**** Verilen Metin ****
Salih Topuk! O bir Cumhu- riyet Öğretmeni, O bir Köy Öğretmeni, O Ülkesi için yüreği yanıp tutuşan bir Köy sevdalısı.
O, köye gitmek, köyde görev yapmak istedikçe gülenler oldu ama o, ısrarla köyde kalmaya, köyünü aydınlatmaya, üretim kervanını büyütmeye devam etti. O mücadeleyi başka bir yazıda ele alacağız.
Peki, niye mi?
Çünkü, O, Atatürk ve ülke sevdalısı bir Cumhuriyet Öğretmeni.
Neden mi?
İşte cevabı:
Hata yapıldı!
“İlkokulda okurken öğretmenimiz bize bir okul şarkısı öğretmişti. ‘Orada Bir Köy Var Uzakta’ diye. Ahmet Kutsi Tecer’in bir şiiriydi bu. Kimileri eleştirdi bunu. Gitmediğimiz köy, gitmediğimiz yer bizim olmaz diye. Ama elbet gün gelecek gidecektik o köylere. Medeniyeti, aydınlanmayı, üretimi götürecektik. 1923 yılında kurulan Cumhuriyet Rejiminin en büyük hedefiydi köylüyü aydınlatmak, köylüyü kalkındırmak, köyü geliştirmek. Bunun için Türkiye Cumhuriyeti Devletinin kurucusu Gazi Mustafa Kemal Atatürk köylerde eğitime büyük önem vermiştir.
****
Amaç
Verilen metne göre "Orada Bir Köy Var Uzakta" kimin şiiridir?
**** Satırlar ****
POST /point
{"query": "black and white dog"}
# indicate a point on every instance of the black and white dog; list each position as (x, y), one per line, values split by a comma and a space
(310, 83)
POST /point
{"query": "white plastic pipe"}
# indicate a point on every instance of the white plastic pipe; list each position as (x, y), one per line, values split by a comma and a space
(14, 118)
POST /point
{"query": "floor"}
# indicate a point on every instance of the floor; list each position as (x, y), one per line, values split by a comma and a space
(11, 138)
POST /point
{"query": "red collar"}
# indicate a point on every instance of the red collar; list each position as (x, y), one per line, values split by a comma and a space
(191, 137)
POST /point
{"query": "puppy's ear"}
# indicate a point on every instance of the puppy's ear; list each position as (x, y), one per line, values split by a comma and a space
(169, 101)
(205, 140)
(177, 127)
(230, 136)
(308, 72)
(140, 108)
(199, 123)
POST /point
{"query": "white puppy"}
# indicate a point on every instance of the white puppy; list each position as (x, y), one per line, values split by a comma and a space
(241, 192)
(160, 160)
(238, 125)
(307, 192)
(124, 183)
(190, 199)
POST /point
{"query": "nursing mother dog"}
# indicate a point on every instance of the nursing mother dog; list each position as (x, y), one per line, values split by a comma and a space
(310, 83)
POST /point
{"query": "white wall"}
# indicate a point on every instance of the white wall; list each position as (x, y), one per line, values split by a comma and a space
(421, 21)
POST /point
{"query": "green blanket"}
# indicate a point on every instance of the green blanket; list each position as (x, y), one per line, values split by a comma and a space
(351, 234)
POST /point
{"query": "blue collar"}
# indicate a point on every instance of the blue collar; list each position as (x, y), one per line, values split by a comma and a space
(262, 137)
****
Tamamlanan Alıştırma
Ahmet Kutsi Tecer'in şiiridir.